**Extrait**
/---
En moins de 24 heures, cette info bidon s'est hissée en tête des résultats Google. Derrière ce coup d'éclat se cache un réseau russe bien rodé. Des dizaines de sites dopés à l'IA inondent Internet de propagande pro-Kremlin. Leur cible ? Les élections américaines de novembre. Voici comment cette fake news a réussi à tromper les algorithmes de Google, l'arbre qui cache la forêt d'une opération de désinformation à grande échelle.

Une fausse nouvelle propulsée au sommet des recherches Google

L'histoire de la Bugatti de Mme Zelensky a connu une ascension fulgurante dans les résultats de recherche. C'est un article publié sur un obscur site français nommé Vérité Cachée qui a mis le feu aux poudres. Le texte prétendait que l'épouse du président ukrainien avait acheté une Bugatti Tourbillon à 4,8 millions de dollars lors d'une visite à Paris.

Comme toutes les fake news, la nouvelle a fait tache d'huile sur la Toile. Des dizaines de médias russes l'ont reprise, citant Vérité Cachée comme source. De nombreuses chaînes Telegram pro-Kremlin ont relayé l'information à leurs millions d'abonnés. Sur X.com, des comptes influents pro-russes et pro-Trump ont amplifié la rumeur. Jackson Hinkle, un troll comptant 2,6 millions d'abonnés, a notamment accusé les contribuables américains d'avoir financé cet achat luxueux. Plus c'est gros, plus ça passe. Et le démenti de Bugatti, publié sur le compte Instagram de la marque, n'y a rien fait. La fake news est lancée, et rien ne peut alors l'arrêter.
\---
**Données fournies**
/---
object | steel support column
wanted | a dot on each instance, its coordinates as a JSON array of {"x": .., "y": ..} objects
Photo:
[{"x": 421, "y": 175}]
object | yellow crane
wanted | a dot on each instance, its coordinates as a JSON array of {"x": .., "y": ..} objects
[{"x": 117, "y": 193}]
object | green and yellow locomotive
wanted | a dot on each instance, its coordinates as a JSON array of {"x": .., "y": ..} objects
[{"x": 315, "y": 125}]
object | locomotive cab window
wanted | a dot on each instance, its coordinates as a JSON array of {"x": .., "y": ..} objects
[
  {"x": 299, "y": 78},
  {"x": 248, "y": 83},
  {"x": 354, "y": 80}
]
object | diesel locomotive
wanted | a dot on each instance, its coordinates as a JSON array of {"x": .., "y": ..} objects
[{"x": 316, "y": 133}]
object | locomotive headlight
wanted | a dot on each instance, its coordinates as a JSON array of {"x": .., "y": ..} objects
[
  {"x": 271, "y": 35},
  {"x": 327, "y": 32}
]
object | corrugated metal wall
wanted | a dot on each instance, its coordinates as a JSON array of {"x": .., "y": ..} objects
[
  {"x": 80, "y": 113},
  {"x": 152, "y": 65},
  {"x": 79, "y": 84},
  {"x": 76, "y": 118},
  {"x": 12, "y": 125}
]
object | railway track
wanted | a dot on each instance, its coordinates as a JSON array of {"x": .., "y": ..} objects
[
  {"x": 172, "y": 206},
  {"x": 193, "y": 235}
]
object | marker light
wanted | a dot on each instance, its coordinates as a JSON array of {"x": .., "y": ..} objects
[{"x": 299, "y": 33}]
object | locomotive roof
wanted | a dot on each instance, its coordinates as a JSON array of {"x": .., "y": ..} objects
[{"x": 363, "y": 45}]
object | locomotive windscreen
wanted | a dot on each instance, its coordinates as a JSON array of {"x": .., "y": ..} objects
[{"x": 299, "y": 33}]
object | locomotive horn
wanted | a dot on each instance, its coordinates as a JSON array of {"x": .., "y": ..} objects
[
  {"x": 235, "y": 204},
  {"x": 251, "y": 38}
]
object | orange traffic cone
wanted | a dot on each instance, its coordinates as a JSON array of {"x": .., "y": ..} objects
\---
**Tâche assignée 1**
Pouvez-vous recopier l'extrait sur la fausse nouvelle de la Bugatti en commençant à "Comme toutes les" et en terminant à "peut alors l'arrêter.", tout en substituant "Facebook" à "Instagram" ?
**Tâche assignée 2**
Pouvez-vous reprendre l'extrait sur la fausse nouvelle de la Bugatti de Mme Zelensky et en écrire la suite après sa dernière phrase ?

**Résultat 1**
Comme toutes les fake news, la nouvelle a fait tache d'huile sur la Toile. Des dizaines de médias russes l'ont reprise, citant Vérité Cachée comme source. De nombreuses chaînes Telegram pro-Kremlin ont relayé l'information à leurs millions d'abonnés. Sur X.com, des comptes influents pro-russes et pro-Trump ont amplifié la rumeur. Jackson Hinkle, un troll comptant 2,6 millions d'abonnés, a notamment accusé les contribuables américains d'avoir financé cet achat luxueux. Plus c'est gros, plus ça passe. Et le démenti de Bugatti, publié sur le compte Facebook de la marque, n'y a rien fait. La fake news est lancée, et rien ne peut alors l'arrêter.

**Résultat 2**
Rapidement, des sites anglophones ont commencé à reprendre l'histoire, s'appuyant sur ces publications virales. MSN, l'agrégateur d'actualités de Microsoft, a même republié un article citant ces « rumeurs » douteuses. En l'espace de 24 heures, une recherche « Zelensky Bugatti » sur Google renvoyait vers ces contenus trompeurs en première position.

Il aura donc suffi d'une campagne de désinformation savamment orchestrée pour enfumer les algorithmes des moteurs de recherche et des réseaux sociaux. En privilégiant l'engagement et la viralité, ils ont amplifié une fake news en s'asseyant sur la vérification. Triste constat, mais pas nouveau. En 2018, une étude révélait qu'une fake news voyageait six fois plus vite qu'une information vérifiée.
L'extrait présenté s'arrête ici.